### [WORK TO DO]
Reproduce all of the lines below word for word and in the same order.

### [RECORDS PROVIDED]

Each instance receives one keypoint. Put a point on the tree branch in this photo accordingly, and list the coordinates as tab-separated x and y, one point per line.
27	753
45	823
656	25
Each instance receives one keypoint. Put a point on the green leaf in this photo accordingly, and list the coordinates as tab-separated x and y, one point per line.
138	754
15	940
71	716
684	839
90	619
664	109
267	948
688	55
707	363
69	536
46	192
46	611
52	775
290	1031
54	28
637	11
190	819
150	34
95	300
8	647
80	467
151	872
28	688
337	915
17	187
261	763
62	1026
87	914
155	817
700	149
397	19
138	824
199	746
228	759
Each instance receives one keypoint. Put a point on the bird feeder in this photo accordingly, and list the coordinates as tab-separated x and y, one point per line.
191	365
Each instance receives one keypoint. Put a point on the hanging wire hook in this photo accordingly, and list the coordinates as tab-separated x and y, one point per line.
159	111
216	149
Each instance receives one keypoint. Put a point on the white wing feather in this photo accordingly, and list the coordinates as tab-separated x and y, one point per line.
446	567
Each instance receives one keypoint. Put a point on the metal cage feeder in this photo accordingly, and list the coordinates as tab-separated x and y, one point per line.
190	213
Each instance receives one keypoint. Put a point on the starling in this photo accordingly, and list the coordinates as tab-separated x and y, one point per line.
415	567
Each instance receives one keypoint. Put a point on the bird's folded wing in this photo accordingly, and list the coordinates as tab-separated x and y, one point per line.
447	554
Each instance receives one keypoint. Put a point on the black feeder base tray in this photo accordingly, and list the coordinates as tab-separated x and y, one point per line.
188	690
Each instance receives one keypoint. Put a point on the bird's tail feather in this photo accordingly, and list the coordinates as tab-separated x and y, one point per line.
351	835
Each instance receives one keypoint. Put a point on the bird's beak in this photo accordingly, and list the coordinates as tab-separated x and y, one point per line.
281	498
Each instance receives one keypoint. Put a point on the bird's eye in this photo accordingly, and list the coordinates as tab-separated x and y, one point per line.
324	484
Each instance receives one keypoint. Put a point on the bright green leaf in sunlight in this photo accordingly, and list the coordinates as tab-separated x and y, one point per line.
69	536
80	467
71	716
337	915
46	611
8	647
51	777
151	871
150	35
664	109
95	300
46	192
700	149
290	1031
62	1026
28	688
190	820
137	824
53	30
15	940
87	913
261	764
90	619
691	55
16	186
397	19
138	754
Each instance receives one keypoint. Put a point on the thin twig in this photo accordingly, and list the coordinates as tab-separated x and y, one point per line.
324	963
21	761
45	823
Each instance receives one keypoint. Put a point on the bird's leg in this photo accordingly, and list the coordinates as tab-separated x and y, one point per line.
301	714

### [WRITTEN REPLY]
Each instance receives one keypoint. Put a point on the tree branch in this photo accordingly, and list the coordinates as tab-separated x and y, one point per line.
27	753
45	823
656	25
Each instance receives one keypoint. Put a point on the green leaf in this photo accordingly, and list the coordinates as tab-separated x and y, one point per line.
138	754
15	940
71	716
684	839
90	619
664	109
267	948
688	55
707	363
69	536
46	192
46	611
52	775
290	1031
54	28
637	11
190	819
150	34
95	300
8	647
80	467
151	872
28	688
337	915
17	187
261	763
62	1026
87	914
155	817
700	149
397	19
138	824
199	746
228	759
Each instance receives one keypoint. Put a point on the bird feeder in this photo accordingly, and list the coordinates as tab-separated x and y, one point per line.
191	365
Each instance receives one keypoint. Put a point on the hanging wire hook in this photo accordingly, and list the coordinates as tab-separated x and y, one point per line.
159	111
216	149
Each instance receives one keypoint. Put a point on the white wing feather in this photo accordingly, and list the coordinates as tab-separated x and y, one point per line.
446	567
Each instance receives one keypoint. Put a point on the metal cage feeder in this photo accordingly, and list the coordinates as tab-separated x and y, one point per line.
190	213
Each instance receives one keypoint. Put a point on the starling in this photo accordingly, and list the coordinates as tab-separated x and y, one point per line.
415	567
Each instance receives one keypoint. Put a point on the bird's folded wing in this photo accordingly, and list the coordinates as tab-separated x and y, one point per line.
447	554
Each instance receives one keypoint. Put a point on the black feeder base tray in this photo accordingly, and list the coordinates as tab-separated x and y, one point per line.
188	690
Each instance receives one keypoint. Put a point on the bird's tail feather in this photo accordingly, and list the coordinates as tab-separated x and y, one point per line.
351	835
Each instance receives one keypoint. Put a point on the bird's beak in this photo accordingly, and list the coordinates as tab-separated x and y, one point per line.
281	498
Each instance receives one keypoint. Put a point on the bird's eye in this photo accordingly, and list the coordinates as tab-separated x and y, one point per line.
324	484
Each instance receives one keypoint. Put a point on the bright green leaf in sunlight in this photo accordingly, and list the coordinates as tab-separated x and y, one point per line.
69	536
80	467
71	716
337	915
46	611
8	647
51	777
151	871
150	35
664	109
95	300
46	192
700	149
290	1031
62	1026
28	688
190	820
137	824
53	30
15	940
87	913
261	764
90	619
691	55
16	186
397	19
138	754
Each instance receives one keypoint. Put a point on the thin twig in this photo accordingly, and list the coordinates as tab-separated x and y, one point per line.
324	963
21	761
45	823
Each instance receives one keypoint. Put a point on the bird's leg in this photo accordingly, and list the coordinates as tab-separated x and y, one point per line.
301	714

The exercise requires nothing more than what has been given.